*DOCUMENT SECTION*
The South African Defence Act (Act No 13 of 1912) was vague in its description of where members of the Union Defence Force could be deployed. Because the act could be interpreted as not making provision for active service by UDF units beyond the Union's borders and "the prevailing tense political climate", Field Marshal Jan Smuts, the prime minister, declared that only volunteers would make up a fighting force beyond the country's borders. The volunteers were required to sign a document known as the 'Africa Oath', in which they declared that they would be prepared to fight anywhere in Africa. They were distinguished from other members of the UDF by orange-scarlet shoulder tabs worn on their uniforms and commonly referred to as 'red tabs'.

According to Professor Andrè Wessels of the Department of History at the University of the Orange Free State, Bloemfontein, "the wearing of these tabs caused a lot of resentment, by stigmatising both those who were prepared to fight and those who opposed active involvement (depending on one's political outlook), and was one way of exerting pressure on UDF members to volunteer for active service".
The author Alan Paton mentioned the red tabs/flash in his 1953 novel, Too Late the Phalarope. The South African Police also wore them, and they were derogatorily called the "red lice".

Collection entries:
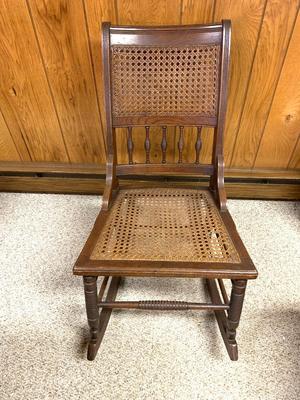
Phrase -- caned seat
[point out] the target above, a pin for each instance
(165, 77)
(165, 225)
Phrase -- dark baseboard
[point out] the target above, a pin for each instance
(90, 179)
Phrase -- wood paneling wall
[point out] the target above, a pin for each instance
(51, 91)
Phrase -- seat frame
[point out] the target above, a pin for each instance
(227, 310)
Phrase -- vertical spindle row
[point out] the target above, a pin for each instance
(129, 144)
(164, 144)
(147, 144)
(198, 144)
(180, 144)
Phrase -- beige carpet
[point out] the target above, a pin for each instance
(159, 356)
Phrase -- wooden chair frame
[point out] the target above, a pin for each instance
(227, 311)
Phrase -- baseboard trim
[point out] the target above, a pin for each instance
(90, 179)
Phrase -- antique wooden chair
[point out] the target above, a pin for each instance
(165, 76)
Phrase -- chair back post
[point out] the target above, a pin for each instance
(111, 152)
(131, 55)
(217, 180)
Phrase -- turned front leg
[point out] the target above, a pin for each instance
(235, 307)
(90, 291)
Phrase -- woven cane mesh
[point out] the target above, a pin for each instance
(160, 81)
(165, 225)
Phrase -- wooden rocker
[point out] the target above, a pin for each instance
(165, 76)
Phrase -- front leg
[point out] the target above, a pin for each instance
(235, 308)
(90, 291)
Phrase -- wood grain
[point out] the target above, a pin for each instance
(283, 126)
(8, 150)
(51, 87)
(197, 12)
(95, 186)
(66, 55)
(295, 158)
(274, 37)
(246, 19)
(96, 13)
(147, 12)
(25, 98)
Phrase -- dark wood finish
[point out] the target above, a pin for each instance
(164, 144)
(231, 346)
(163, 305)
(214, 262)
(88, 184)
(180, 144)
(130, 145)
(235, 309)
(103, 318)
(198, 144)
(147, 144)
(19, 168)
(90, 291)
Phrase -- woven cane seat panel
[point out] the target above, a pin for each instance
(165, 225)
(160, 81)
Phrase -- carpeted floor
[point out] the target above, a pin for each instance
(143, 356)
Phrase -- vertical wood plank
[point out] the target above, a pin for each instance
(8, 150)
(274, 37)
(198, 144)
(63, 39)
(96, 13)
(283, 125)
(246, 17)
(130, 145)
(25, 99)
(149, 12)
(197, 12)
(295, 158)
(164, 145)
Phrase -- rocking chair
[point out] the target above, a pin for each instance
(165, 76)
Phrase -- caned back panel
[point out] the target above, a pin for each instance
(165, 75)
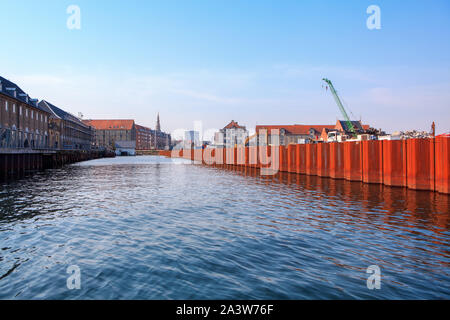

*EXERCISE*
Pick up the passage on the South African "red tabs" after its final sentence and continue it.

*ANSWER TO THE EXERCISE*
== Leadership ==

Special Service Battalion Leadership
| From | Honorary Colonels | To | Ribbon |
|---|---|---|---|
| nd | unknown | Present |  |
| From | Commanding Officers | To | Ribbon |
| nd | Lt Col George Brink | nd |  |
| 20 June 1940 | Lt Col CEG (Papa) Brits | 21 June 1945 |  |
| nd | Lt Col WHE Poole | nd |  |
| nd | Lt Col HB Klopper | nd |  |
| From | Regimental Sergeants Major | To | Ribbon |
|  | No known incumbents |  |  |

==Battle honours==
Italy 1944–1945, Florence, Gothic Line, Celleno, The Greve, Po Valley

Battle Honours
| Awarded to Special Service Battalion |
|---|
| Italy 1944-45 |
| Florence |
| Gothic Line |
| Celleno |
| The Greve |
| Po Valley |

==Museums==
The regimental museum of 1 Special Service Battalion in Bloemfontein tells the story of the special unit that was born as a result of the Great Depression. Articles in the museum date from this period.

The SA Armour Museum, on the grounds of Tempe Military Base, exhibits various items dealing specifically with military armour. It consists of an indoor-, outdoor-, and reference library area.